Material supplied.

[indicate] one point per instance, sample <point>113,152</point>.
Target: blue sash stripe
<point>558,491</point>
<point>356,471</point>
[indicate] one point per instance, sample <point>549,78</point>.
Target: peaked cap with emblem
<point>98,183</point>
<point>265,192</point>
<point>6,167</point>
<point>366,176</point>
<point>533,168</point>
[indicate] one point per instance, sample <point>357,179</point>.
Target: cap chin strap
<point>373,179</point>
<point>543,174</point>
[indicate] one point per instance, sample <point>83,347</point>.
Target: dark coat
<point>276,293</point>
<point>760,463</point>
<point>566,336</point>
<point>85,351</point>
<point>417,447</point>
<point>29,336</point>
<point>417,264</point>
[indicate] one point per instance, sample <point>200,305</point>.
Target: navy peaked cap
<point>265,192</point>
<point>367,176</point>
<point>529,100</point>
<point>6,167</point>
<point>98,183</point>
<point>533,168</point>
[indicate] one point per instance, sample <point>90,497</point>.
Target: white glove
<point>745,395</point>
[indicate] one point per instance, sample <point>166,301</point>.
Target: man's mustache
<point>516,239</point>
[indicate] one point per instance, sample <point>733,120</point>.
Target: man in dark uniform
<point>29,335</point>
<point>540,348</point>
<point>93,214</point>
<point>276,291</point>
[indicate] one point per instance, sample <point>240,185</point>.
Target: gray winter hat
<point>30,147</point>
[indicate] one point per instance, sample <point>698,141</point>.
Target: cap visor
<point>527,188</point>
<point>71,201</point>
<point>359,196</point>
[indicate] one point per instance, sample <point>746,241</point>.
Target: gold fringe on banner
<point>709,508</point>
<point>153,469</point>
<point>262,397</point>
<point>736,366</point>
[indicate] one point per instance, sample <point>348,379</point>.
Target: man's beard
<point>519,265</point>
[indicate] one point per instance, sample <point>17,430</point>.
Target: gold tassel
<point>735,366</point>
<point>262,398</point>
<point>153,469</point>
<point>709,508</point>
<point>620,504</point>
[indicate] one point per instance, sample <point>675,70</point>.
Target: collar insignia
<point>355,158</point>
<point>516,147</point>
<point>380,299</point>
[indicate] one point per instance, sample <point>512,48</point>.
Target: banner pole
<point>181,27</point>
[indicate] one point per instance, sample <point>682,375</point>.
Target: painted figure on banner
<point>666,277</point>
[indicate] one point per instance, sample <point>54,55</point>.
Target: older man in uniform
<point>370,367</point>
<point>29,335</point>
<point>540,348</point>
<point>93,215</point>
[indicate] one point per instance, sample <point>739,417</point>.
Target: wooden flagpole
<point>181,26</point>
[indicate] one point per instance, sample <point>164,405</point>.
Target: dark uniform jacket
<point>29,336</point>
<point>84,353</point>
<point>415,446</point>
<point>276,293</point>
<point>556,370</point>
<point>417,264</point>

How to complete this task. Could you repeat exactly the lines in the listing above from the one with "instance, sample <point>240,185</point>." down to the one with "instance, sample <point>746,241</point>."? Include both of those lines.

Answer below.
[indicate] one point per instance, sample <point>240,185</point>.
Target: gray winter hat
<point>30,147</point>
[indicate] one point per instance, sample <point>698,141</point>.
Target: cap visor
<point>527,188</point>
<point>71,201</point>
<point>359,196</point>
[indicate] one point per instance, sample <point>746,241</point>.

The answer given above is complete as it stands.